### Aufgabe A
Welche Organisation für Kriminalitätsopfer warnt laut dem Ausgangstext über True Crime vor den Schattenseiten des Genres?
### Aufgabe B
Zähle die Zeilen der Liste, die die Zeichenfolge "below" enthalten, und gib nur die Zahl an. Groß- und Kleinschreibung wird beachtet.

### Ausgangstext
▬▬▬▬▬▬
Die Idee: Wer sich in einer geschützten Umgebung mit angstbesetzten Inhalten auseinandersetzt, kann daraus lernen. "Man kann sich das wie ein mentales Fitnessstudio vorstellen", sagt Perchtold-Stefan.
Empathie, Spannung – und ein Hauch Selbstschutz
Viele geben an, durch True Crime ihre Sterblichkeit besser zu begreifen – und damit umgehen zu können. Gleichzeitig wollen wir verstehen: Warum handeln Menschen so? Was treibt sie? Lebensgeschichten von Tätern faszinieren uns, weil wir psychologische Motive erkennen wollen. Und: "Je mehr wir darüber wissen, desto sicherer fühlen wir uns."
Besonders Frauen scheinen empfänglicher für das Genre zu sein. Eine Theorie: "Eine verbreitete Idee aus der Forschung besagt, dass Frauen im Durchschnitt etwas empathischer sind als Männer. Sie neigen dazu, einfühlsamer und emotionaler zu sein. Aus diesem Grund könnten True-Crime-Geschichten für Frauen fesselnder und persönlicher sein, da sie sich besser in die Opfer sowie in die Täter hineinversetzen können." Allerdings sei diese Annahme "noch nicht ausreichend überprüft".
Ein weiterer Erklärungsansatz: "Frauen generell mehr Angst davor haben, Opfer eines Verbrechens zu werden. True Crime könnte demnach als eine Art Bewältigungsmechanismus dienen, um mit dieser Angst umzugehen."
Zwischen Nervenkitzel und Verantwortung
True Crime hat sich längst zu einem riesigen Markt entwickelt – mit Serien, Podcasts, Zeitschriften, Live-Tourneen. Doch wo endet das Interesse – und wo beginnt die Vermarktung von Leid?
"Bei True Crime wird das persönliche Schicksal von Menschen genutzt, um Einschaltquote, Auflage und Klickzahlen zu generieren", sagt Prof. Dr. Christian Schertz, einer der bekanntesten Medienanwälte Deutschlands. Und er legt nach: "Ich empfinde diese Situation als pervers und unerträglich." Schertz fordert ein postmortales Persönlichkeitsrecht, um zu verhindern, "dass aus Tragödien Profit geschlagen wird."
Der Weiße Ring – eine Organisation für Kriminalitätsopfer – warnt ebenfalls vor den Schattenseiten des Genres. Bundesvorstand Dr. Patrick Liesching schreibt im Editorial eines eigenen True-Crime-Magazins: "Liebe Leserinnen und Leser, bitte stellen Sie sich folgende Situation vor: Sie zappen gemütlich auf dem Sofa durch das Fernsehprogramm und plötzlich sehen Sie ohne Vorwarnung nachgestellte Szenen, die den schrecklichen Mord an Ihrem Kind vor 20. Jahren zeigen. Wie würden Sie sich fühlen?"
▬▬▬▬▬▬
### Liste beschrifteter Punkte
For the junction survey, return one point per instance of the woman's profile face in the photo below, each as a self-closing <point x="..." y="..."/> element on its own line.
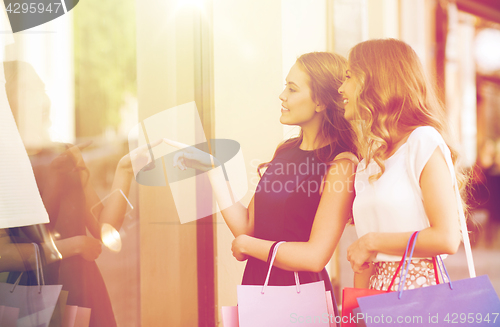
<point x="348" y="91"/>
<point x="298" y="108"/>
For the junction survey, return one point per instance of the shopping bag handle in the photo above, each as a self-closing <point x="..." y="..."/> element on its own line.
<point x="406" y="265"/>
<point x="398" y="269"/>
<point x="273" y="256"/>
<point x="39" y="271"/>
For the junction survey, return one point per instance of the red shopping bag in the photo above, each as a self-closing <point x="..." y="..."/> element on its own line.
<point x="350" y="295"/>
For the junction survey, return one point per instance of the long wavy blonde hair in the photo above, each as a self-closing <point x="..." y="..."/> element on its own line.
<point x="393" y="97"/>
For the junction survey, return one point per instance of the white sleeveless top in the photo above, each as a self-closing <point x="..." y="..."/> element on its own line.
<point x="394" y="202"/>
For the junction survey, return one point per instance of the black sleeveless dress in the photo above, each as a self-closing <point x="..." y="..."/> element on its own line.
<point x="286" y="201"/>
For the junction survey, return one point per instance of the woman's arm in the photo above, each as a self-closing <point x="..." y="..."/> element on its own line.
<point x="239" y="219"/>
<point x="443" y="235"/>
<point x="331" y="217"/>
<point x="21" y="256"/>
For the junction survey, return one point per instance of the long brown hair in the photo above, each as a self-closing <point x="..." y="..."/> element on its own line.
<point x="393" y="97"/>
<point x="326" y="72"/>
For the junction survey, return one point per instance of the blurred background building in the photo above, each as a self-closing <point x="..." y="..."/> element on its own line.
<point x="108" y="65"/>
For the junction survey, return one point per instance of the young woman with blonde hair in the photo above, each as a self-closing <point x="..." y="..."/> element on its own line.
<point x="408" y="177"/>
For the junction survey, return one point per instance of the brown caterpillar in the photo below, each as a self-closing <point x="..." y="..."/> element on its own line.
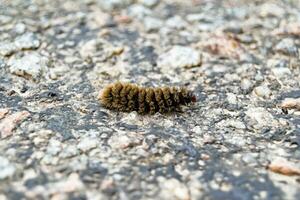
<point x="128" y="97"/>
▬▬▬▬▬▬
### Ergebnis A
Der Weiße Ring.

### Ergebnis B
2